PROVIDED DATA =
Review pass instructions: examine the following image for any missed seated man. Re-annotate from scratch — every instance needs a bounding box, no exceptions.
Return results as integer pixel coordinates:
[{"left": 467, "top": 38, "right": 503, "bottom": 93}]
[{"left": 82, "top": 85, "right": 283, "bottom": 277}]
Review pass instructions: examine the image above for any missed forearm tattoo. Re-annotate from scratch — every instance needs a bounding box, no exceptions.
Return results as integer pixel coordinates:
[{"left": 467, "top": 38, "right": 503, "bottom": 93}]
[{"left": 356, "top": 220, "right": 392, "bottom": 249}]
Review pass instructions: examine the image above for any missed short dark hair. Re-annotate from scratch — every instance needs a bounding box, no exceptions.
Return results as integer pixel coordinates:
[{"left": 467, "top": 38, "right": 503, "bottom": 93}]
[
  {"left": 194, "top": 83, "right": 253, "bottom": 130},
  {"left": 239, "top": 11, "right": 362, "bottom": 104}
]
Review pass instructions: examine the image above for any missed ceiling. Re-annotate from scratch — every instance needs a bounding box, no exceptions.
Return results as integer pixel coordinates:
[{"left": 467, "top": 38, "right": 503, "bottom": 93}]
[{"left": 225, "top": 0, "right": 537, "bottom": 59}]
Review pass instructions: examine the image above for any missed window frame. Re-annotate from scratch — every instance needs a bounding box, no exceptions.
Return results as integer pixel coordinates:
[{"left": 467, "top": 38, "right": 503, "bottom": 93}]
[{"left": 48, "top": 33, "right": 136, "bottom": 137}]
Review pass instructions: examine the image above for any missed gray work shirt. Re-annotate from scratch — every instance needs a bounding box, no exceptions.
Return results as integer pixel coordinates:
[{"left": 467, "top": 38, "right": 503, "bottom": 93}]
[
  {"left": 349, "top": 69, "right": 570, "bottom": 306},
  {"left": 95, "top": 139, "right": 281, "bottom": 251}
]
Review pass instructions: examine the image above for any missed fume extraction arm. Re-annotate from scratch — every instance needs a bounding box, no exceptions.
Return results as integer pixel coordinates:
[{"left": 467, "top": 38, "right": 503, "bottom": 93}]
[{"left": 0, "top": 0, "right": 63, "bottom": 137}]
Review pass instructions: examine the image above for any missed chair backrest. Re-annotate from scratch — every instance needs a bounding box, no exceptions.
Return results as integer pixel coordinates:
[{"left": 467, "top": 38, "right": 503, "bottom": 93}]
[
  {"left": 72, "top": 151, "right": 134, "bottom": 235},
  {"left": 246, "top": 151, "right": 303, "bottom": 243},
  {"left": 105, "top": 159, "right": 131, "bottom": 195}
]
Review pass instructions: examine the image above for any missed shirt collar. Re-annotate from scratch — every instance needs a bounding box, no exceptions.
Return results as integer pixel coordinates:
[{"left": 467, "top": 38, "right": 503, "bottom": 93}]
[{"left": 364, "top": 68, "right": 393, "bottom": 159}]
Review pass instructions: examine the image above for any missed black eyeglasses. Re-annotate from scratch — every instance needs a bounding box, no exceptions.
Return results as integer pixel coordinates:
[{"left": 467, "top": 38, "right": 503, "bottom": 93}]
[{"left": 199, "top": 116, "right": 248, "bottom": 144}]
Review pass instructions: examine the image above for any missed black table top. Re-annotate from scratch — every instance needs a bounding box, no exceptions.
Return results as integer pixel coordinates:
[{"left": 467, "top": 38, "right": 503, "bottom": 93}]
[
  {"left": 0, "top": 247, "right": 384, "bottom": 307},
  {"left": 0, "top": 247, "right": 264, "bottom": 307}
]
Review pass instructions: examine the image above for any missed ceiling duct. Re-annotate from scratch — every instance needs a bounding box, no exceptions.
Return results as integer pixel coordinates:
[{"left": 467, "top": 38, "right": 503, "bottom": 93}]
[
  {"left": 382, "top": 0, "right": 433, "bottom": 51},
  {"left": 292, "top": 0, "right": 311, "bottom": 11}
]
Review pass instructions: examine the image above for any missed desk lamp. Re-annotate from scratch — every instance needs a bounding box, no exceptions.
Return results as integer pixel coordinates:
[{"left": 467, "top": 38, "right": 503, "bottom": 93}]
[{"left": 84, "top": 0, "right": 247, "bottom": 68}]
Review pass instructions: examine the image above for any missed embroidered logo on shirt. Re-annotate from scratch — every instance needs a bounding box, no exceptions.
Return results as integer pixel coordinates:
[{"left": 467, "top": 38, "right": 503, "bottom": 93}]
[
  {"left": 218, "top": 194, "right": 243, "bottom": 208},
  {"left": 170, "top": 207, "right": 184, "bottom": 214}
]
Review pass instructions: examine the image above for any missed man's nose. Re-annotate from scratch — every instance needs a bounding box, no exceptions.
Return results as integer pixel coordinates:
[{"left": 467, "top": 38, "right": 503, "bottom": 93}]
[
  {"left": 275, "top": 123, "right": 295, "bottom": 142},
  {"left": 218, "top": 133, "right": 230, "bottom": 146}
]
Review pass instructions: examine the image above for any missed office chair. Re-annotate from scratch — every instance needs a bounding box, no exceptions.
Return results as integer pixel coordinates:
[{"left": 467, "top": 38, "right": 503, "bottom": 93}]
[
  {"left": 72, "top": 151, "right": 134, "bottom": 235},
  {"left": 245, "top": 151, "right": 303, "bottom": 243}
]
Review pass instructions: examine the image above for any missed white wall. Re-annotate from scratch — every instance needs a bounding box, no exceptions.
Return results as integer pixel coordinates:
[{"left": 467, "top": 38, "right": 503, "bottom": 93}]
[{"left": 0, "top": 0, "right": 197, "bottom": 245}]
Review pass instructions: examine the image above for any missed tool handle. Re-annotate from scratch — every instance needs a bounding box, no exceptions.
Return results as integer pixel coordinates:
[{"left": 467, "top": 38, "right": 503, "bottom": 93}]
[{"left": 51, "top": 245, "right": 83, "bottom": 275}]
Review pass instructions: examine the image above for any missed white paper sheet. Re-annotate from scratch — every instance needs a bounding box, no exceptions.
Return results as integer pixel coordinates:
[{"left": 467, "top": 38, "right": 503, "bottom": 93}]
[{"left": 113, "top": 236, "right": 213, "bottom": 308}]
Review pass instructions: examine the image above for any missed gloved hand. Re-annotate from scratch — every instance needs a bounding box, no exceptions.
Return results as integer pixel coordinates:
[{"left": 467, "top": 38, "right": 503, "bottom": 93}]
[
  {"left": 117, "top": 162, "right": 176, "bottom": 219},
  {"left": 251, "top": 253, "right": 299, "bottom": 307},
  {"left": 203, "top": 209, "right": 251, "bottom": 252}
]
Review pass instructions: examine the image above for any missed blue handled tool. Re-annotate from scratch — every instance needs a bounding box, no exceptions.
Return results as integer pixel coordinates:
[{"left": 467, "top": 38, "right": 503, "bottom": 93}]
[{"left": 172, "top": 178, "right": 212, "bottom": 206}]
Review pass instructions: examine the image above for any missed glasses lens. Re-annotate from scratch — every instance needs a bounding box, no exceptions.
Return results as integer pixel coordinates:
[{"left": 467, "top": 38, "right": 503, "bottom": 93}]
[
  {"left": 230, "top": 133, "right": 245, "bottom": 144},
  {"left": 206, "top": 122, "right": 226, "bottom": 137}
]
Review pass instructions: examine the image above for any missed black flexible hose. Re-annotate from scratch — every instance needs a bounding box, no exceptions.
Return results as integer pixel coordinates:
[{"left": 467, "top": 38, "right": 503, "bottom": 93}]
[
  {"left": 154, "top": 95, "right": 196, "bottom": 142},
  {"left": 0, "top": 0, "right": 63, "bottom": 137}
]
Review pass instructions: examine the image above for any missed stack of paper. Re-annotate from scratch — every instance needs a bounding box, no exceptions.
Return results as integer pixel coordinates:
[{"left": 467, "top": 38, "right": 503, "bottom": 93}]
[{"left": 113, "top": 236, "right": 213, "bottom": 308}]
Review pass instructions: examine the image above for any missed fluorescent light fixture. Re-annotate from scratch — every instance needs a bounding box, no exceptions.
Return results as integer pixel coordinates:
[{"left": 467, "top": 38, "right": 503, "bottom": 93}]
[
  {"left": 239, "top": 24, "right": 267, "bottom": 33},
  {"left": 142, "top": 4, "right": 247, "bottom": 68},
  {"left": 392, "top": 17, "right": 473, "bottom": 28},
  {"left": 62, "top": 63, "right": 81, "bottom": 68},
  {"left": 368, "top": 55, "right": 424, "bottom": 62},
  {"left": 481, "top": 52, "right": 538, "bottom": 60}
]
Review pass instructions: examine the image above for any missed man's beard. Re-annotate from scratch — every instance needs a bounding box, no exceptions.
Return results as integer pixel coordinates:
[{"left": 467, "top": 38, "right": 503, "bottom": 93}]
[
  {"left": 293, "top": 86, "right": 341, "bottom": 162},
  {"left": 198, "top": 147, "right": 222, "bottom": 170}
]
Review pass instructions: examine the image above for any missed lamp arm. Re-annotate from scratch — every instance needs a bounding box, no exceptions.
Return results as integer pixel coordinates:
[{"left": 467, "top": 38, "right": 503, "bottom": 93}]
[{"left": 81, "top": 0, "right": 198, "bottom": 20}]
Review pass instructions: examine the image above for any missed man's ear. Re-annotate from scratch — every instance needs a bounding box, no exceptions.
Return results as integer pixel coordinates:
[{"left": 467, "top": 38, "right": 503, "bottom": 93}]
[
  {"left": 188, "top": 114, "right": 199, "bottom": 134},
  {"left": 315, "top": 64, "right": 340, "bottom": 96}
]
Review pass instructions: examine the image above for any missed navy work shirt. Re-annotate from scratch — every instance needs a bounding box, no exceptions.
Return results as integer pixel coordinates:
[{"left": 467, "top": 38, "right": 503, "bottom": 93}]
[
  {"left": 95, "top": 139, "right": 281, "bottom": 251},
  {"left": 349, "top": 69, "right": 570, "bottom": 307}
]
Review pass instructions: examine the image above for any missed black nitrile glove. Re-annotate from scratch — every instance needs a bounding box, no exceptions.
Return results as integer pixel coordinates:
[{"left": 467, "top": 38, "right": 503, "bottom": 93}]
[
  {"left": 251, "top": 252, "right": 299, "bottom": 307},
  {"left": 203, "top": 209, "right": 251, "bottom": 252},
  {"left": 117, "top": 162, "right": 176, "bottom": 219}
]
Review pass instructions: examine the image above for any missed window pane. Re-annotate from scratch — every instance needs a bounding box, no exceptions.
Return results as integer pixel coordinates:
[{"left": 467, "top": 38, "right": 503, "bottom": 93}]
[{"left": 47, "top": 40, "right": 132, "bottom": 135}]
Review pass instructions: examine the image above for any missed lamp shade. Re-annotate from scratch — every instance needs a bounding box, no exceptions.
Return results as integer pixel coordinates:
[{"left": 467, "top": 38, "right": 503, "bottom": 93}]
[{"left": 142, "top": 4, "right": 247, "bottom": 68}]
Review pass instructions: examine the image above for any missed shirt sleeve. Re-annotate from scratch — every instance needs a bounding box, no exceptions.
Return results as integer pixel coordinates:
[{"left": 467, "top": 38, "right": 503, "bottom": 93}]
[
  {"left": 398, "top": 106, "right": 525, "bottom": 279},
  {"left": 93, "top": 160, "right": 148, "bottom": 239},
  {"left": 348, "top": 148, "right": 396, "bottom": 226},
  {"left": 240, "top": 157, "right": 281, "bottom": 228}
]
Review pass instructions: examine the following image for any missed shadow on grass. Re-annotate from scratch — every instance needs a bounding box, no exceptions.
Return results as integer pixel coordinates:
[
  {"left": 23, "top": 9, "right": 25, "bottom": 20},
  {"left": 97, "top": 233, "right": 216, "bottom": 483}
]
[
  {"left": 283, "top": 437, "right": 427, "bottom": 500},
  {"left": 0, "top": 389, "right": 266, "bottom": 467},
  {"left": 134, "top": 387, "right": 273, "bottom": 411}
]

PROBLEM REQUIREMENTS =
Report every line of the listing above that contains the word "desk".

THE RESULT =
Review pass instructions: examine the image above for any missed desk lamp. Re-annotate from scratch — every instance needs a bounding box, no exceptions.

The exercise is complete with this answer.